Excerpt from a dataset:

start

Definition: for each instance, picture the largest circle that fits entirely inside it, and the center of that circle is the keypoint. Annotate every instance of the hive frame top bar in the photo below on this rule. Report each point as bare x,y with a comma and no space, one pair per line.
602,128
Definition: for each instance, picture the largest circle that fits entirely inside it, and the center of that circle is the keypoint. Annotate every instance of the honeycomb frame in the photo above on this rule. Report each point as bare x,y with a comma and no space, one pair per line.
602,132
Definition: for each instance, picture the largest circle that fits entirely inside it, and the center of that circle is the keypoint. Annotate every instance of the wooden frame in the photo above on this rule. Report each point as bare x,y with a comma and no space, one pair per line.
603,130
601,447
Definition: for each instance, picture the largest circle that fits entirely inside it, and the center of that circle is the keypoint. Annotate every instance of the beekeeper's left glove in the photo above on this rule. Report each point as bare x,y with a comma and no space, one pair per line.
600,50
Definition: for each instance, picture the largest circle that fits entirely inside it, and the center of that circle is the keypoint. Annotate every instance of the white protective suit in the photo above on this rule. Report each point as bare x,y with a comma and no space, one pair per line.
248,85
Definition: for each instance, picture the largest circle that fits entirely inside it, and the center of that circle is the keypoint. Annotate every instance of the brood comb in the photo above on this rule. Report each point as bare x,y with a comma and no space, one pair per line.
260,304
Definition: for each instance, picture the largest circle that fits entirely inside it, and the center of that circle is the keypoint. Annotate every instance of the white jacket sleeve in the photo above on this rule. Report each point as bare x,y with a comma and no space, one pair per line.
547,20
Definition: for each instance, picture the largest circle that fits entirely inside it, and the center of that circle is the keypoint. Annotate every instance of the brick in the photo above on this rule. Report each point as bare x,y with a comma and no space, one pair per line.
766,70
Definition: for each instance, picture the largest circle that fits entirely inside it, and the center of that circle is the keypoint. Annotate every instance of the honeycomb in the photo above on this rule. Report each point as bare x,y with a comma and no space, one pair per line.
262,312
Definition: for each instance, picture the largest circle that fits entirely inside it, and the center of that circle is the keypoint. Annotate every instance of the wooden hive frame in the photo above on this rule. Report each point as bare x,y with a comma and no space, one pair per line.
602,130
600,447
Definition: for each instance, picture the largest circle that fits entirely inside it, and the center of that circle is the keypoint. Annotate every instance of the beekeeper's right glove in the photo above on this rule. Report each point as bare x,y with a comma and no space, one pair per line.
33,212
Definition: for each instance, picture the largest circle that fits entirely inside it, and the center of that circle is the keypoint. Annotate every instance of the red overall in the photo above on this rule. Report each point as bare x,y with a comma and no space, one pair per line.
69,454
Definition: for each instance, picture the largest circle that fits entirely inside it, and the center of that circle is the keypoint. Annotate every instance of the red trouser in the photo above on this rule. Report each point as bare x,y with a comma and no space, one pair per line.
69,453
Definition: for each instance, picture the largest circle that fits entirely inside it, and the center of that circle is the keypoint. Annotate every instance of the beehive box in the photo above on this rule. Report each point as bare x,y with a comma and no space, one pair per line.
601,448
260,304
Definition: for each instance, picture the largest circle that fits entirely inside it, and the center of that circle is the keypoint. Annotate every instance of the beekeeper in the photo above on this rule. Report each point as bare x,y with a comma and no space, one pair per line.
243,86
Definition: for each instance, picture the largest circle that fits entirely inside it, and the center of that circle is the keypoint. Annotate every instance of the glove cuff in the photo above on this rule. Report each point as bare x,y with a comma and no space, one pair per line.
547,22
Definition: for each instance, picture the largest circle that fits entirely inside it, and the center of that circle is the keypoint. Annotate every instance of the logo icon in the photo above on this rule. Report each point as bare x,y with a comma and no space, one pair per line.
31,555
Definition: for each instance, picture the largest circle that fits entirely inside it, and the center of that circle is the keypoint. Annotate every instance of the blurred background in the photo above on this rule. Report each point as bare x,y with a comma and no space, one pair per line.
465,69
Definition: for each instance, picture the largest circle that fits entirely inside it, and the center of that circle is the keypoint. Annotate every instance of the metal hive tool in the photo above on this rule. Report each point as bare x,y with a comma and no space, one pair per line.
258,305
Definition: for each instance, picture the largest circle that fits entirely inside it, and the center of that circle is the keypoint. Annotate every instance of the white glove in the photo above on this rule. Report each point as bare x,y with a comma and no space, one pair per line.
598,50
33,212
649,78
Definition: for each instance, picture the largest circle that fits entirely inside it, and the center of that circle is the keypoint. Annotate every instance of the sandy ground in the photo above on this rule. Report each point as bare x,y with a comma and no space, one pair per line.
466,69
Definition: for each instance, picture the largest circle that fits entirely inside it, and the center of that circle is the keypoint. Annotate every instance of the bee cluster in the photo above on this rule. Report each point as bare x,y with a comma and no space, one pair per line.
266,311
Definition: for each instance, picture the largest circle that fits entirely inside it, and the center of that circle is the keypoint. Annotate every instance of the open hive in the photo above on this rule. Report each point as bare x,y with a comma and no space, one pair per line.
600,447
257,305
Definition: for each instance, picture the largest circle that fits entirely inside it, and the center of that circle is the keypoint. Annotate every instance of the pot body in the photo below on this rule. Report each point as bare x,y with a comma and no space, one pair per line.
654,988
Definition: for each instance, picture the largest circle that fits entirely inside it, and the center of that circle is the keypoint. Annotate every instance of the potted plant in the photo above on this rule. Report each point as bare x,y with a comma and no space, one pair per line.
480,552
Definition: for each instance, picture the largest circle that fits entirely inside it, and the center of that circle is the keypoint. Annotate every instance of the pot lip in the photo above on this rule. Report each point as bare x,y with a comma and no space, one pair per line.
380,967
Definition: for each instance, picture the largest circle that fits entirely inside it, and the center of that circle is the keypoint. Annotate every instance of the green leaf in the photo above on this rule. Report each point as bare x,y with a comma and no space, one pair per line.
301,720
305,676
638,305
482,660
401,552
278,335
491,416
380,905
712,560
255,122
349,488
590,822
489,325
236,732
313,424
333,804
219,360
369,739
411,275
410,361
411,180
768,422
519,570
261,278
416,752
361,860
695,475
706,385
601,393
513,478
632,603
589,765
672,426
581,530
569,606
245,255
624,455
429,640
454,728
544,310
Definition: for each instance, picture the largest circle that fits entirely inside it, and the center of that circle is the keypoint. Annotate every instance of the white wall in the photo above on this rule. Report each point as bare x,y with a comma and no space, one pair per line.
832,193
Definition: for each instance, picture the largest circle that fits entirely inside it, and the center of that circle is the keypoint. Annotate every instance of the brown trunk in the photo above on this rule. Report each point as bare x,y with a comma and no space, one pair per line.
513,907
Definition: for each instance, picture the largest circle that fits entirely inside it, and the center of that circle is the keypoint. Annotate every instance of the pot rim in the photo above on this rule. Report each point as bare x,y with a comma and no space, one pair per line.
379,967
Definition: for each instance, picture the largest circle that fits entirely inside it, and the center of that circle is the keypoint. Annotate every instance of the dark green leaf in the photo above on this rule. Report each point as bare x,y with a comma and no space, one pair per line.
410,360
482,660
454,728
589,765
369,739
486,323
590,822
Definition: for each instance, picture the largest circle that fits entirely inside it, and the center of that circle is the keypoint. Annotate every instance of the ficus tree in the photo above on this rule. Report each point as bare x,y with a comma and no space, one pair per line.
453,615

end

# AIM:
Please retype, exactly as written, every line from the line containing "of the dark" through the last line of the records above, including both of those lines, and nothing else.

# THE RESULT:
Definition: for each instance, picture the largest circle that fits entirely inside it, and the center of that circle is the keypoint. Annotate every instance of the dark green leaf in the photo above on this rule. Report each point as bare x,y with a comma and no space, one pair per line.
410,360
482,660
454,728
589,765
369,739
486,323
590,822
Definition: for each instance, picture the largest circle that fits entirely inside it, and the center of that circle is the keypoint. Annotate every instance of the ficus tree in the photo above on this rule. Report each point as bare x,y with a comma and no space, one pair per line.
453,615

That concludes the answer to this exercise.